Study author: ‘We could be looking at a worldwide public health infectious disease problem.’
HOUSTON — The bacteria responsible for a number of illnesses in humans including strep throat and necrotizing fasciitis (flesh eating disease) appears to be becoming less and less vulnerable to frequently used antibiotics. These concerning findings indicate that Group A streptococcus may soon become completely resistant to penicillin and other antibiotics of the like, also known as beta-lactams.
“If this germ becomes truly resistant to these antibiotics, it would have a very serious impact on millions of children around the world. That is a very concerning but plausible notion based on our findings. Development of resistance to beta-lactam antibiotics would have a major public health impact globally,” comments lead study author Dr. James M. Musser, chair of the Department of Pathology and Genomic Medicine at Houston Methodist Hospital, in a release.
These findings are the culmination of an exhaustive international effort spanning close to a dozen institutions spread across seven nations.
The research team at Houston Methodist Hospital closely analyzed their entire available genome sequence library derived from 7,025 group A streptococcus strains that had been collected over a number of years and from multiple countries. Among that group, they noted 2% with concerning gene mutations. Those mutated strains were then subjected to further testing in a clinical microbiology laboratory. The additional tests confirmed that the strains in questions indeed displayed a lower vulnerability to beta-lactam antibiotics.

**Data excerpts**
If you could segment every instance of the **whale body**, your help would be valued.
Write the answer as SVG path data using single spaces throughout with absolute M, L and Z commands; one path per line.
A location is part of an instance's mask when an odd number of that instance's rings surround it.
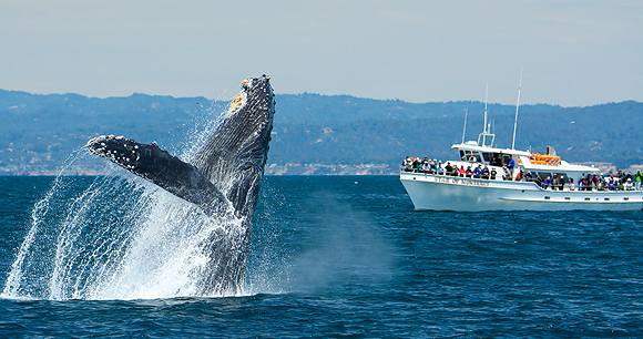
M 211 217 L 241 220 L 241 228 L 220 229 L 201 244 L 210 258 L 197 273 L 201 295 L 235 294 L 242 286 L 274 114 L 269 76 L 262 75 L 242 82 L 227 115 L 188 162 L 156 143 L 123 136 L 103 135 L 86 144 L 90 152 L 198 206 Z

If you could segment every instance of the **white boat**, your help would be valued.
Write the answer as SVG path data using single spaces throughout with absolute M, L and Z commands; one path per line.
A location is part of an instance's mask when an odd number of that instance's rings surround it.
M 455 144 L 451 148 L 460 152 L 461 160 L 449 162 L 452 166 L 465 168 L 477 165 L 487 165 L 489 171 L 496 170 L 494 178 L 476 178 L 449 175 L 446 171 L 402 172 L 400 179 L 407 189 L 416 209 L 433 210 L 562 210 L 562 209 L 593 209 L 593 210 L 630 210 L 643 209 L 643 192 L 632 189 L 613 189 L 594 187 L 580 191 L 578 178 L 599 170 L 590 166 L 572 165 L 565 161 L 548 164 L 537 163 L 538 155 L 527 151 L 496 148 L 478 145 L 476 142 Z M 491 164 L 492 156 L 500 160 L 497 165 Z M 474 161 L 467 161 L 471 156 Z M 509 156 L 518 158 L 510 179 L 504 179 L 506 164 Z M 462 160 L 463 158 L 463 160 Z M 542 156 L 540 158 L 545 158 Z M 555 157 L 553 157 L 555 160 Z M 541 162 L 541 161 L 538 161 Z M 520 171 L 531 173 L 534 177 L 563 177 L 562 189 L 543 188 L 542 184 L 533 181 L 519 179 Z M 573 178 L 573 191 L 569 178 Z M 625 186 L 624 186 L 625 187 Z M 632 186 L 634 187 L 634 186 Z
M 519 92 L 520 93 L 520 92 Z M 520 94 L 519 94 L 520 97 Z M 520 99 L 519 99 L 520 102 Z M 518 120 L 518 105 L 517 105 Z M 466 123 L 465 123 L 466 130 Z M 465 134 L 465 133 L 463 133 Z M 488 137 L 491 140 L 487 144 Z M 562 161 L 553 150 L 547 154 L 532 154 L 530 151 L 493 147 L 494 135 L 488 132 L 487 110 L 484 112 L 484 131 L 478 141 L 455 144 L 451 148 L 459 151 L 460 160 L 448 164 L 458 167 L 487 166 L 489 172 L 498 173 L 496 177 L 474 177 L 471 175 L 449 175 L 443 167 L 439 171 L 402 168 L 400 181 L 408 192 L 416 209 L 432 210 L 634 210 L 643 209 L 643 192 L 636 191 L 633 182 L 615 187 L 590 185 L 581 187 L 581 177 L 598 174 L 593 166 L 573 165 Z M 514 126 L 516 141 L 516 126 Z M 513 158 L 512 173 L 504 173 Z M 442 166 L 446 166 L 445 163 Z M 541 179 L 557 178 L 557 187 L 520 178 L 530 173 Z M 573 179 L 573 184 L 570 184 Z M 562 185 L 561 185 L 562 184 Z M 581 189 L 582 188 L 582 189 Z

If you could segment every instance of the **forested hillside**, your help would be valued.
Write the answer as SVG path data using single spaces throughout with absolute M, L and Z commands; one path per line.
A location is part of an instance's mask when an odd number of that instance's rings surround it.
M 406 155 L 452 158 L 450 146 L 482 130 L 481 102 L 407 103 L 349 95 L 276 95 L 268 173 L 395 173 Z M 95 99 L 0 90 L 0 174 L 55 174 L 65 158 L 100 134 L 156 141 L 177 153 L 226 109 L 205 97 L 134 94 Z M 489 105 L 496 143 L 511 146 L 516 106 Z M 643 164 L 643 104 L 520 107 L 517 148 L 550 145 L 570 162 Z M 100 171 L 101 161 L 96 161 Z M 339 168 L 339 170 L 338 170 Z M 82 173 L 95 172 L 85 168 Z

**What to do**
• a. Copy out the passage from the article on group A strep and antibiotic resistance word for word, starting with "Study author: ‘We" and going on through "known as beta-lactams.".
• b. Resume the article on group A strep and antibiotic resistance, picking up after its final sentence.

**Answers by item**
• a.
Study author: ‘We could be looking at a worldwide public health infectious disease problem.’
HOUSTON — The bacteria responsible for a number of illnesses in humans including strep throat and necrotizing fasciitis (flesh eating disease) appears to be becoming less and less vulnerable to frequently used antibiotics. These concerning findings indicate that Group A streptococcus may soon become completely resistant to penicillin and other antibiotics of the like, also known as beta-lactams.

• b.
Scientists have believed for years that group A streptococcus lacked the necessary gene mutations to develop a resistance to penicillin, but these new findings paint very different and much more concerning picture. Now it seems penicillin and other antibiotic treatments for strep throat and flesh eating disease cases caused by this bacteria may one day be rendered totally useless. According to the study’s authors, their results only strengthen the urgent need for the development of a group A streptococcus vaccine.
“We could be looking at a worldwide public health infectious disease problem,” Musser comments. “When strep throat doesn’t respond to frontline antibiotics such as penicillin, physicians must start prescribing second-line therapies, which may not be as effective against this organism.”
Based on CDC figures, group A streptococcus is currently responsible for about 20-30% of sore throats seen in children, and 15% of adult sore throats.
Researchers say their next moves involve conducting a series of experiments in hopes of understanding how these mutated strains may manifest themselves in human carriers.
The study is published in the Journal of Clinical Microbiology.